— Given instruction —
Locate each line below containing the string "headset" and copy those lines in full. Matching is case-sensitive.

[Source records]
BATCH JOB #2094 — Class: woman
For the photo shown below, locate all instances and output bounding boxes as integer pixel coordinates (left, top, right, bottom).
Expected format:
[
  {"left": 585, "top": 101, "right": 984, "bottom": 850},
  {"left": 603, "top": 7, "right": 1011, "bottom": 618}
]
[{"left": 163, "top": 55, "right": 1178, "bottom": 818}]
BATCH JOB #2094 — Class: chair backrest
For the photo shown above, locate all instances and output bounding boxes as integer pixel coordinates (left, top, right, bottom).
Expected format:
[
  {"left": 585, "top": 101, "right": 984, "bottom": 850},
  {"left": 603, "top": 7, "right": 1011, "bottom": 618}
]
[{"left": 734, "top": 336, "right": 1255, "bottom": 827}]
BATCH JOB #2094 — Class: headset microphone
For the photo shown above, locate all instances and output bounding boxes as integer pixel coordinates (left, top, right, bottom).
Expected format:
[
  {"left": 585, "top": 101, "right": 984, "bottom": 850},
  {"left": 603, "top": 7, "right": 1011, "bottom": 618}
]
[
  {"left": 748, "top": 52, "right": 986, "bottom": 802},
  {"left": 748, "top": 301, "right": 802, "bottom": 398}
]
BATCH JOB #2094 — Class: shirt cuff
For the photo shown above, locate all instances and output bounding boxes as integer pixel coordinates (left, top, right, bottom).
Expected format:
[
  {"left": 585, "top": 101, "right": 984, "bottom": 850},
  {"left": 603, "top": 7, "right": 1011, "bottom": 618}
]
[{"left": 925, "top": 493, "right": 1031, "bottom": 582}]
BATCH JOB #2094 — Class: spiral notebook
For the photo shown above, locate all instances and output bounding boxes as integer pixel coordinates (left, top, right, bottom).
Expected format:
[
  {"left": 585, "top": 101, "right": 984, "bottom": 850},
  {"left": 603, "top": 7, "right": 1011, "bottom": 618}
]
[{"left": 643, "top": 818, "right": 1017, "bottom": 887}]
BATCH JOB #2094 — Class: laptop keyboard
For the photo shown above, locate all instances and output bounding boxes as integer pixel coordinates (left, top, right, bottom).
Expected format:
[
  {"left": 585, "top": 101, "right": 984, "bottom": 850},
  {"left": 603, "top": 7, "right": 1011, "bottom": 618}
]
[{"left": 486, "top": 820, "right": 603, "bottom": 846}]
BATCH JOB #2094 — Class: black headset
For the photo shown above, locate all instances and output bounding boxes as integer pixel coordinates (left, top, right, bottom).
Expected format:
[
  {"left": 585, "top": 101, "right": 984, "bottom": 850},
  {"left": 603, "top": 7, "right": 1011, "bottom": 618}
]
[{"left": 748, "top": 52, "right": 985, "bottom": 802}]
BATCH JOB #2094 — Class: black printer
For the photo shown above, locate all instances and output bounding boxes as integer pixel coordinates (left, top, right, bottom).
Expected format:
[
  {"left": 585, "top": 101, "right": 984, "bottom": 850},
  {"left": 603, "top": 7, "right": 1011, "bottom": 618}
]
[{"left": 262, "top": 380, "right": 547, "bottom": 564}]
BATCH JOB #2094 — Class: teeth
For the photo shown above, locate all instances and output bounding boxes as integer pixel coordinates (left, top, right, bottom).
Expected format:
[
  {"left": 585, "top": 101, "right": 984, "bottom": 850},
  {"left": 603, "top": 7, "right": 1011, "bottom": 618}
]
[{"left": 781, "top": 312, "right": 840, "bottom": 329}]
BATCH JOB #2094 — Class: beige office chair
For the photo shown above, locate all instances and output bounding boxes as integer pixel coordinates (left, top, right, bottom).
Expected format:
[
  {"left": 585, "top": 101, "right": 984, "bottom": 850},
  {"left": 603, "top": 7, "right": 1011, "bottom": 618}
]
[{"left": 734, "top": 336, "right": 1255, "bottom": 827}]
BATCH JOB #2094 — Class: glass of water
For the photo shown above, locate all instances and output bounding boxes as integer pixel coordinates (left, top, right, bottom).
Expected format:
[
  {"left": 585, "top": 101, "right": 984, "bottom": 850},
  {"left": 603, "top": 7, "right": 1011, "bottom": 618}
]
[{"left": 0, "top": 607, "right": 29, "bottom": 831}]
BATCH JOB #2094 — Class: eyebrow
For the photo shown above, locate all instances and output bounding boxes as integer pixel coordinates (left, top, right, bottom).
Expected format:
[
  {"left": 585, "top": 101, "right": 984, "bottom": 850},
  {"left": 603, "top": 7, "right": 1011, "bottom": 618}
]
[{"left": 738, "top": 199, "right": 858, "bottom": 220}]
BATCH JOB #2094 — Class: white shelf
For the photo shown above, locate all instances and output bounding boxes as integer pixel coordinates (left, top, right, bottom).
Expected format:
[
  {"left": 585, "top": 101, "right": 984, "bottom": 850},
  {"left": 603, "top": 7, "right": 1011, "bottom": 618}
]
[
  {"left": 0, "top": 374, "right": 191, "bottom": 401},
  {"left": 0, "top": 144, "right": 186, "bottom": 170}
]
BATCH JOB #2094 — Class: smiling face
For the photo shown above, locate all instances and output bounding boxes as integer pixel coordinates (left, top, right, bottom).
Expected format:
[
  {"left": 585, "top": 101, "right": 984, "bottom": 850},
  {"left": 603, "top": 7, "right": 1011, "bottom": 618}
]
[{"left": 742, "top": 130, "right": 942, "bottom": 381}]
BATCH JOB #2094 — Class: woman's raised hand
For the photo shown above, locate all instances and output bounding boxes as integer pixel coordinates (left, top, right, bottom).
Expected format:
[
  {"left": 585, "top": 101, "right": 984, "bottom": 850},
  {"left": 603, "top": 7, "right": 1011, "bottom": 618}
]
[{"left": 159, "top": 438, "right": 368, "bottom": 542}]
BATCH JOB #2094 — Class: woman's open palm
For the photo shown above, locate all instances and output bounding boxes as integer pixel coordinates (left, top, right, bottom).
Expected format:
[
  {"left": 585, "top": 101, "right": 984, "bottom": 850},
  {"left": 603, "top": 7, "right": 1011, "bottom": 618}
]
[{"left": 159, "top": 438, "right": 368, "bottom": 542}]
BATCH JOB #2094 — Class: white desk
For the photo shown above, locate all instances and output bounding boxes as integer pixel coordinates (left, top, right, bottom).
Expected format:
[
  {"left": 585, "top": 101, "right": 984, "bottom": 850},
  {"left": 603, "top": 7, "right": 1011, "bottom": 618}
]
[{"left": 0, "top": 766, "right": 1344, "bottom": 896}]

— Solution —
BATCH JOB #2094 — Class: headset microphone
BATCH JOB #2094 — Class: black headset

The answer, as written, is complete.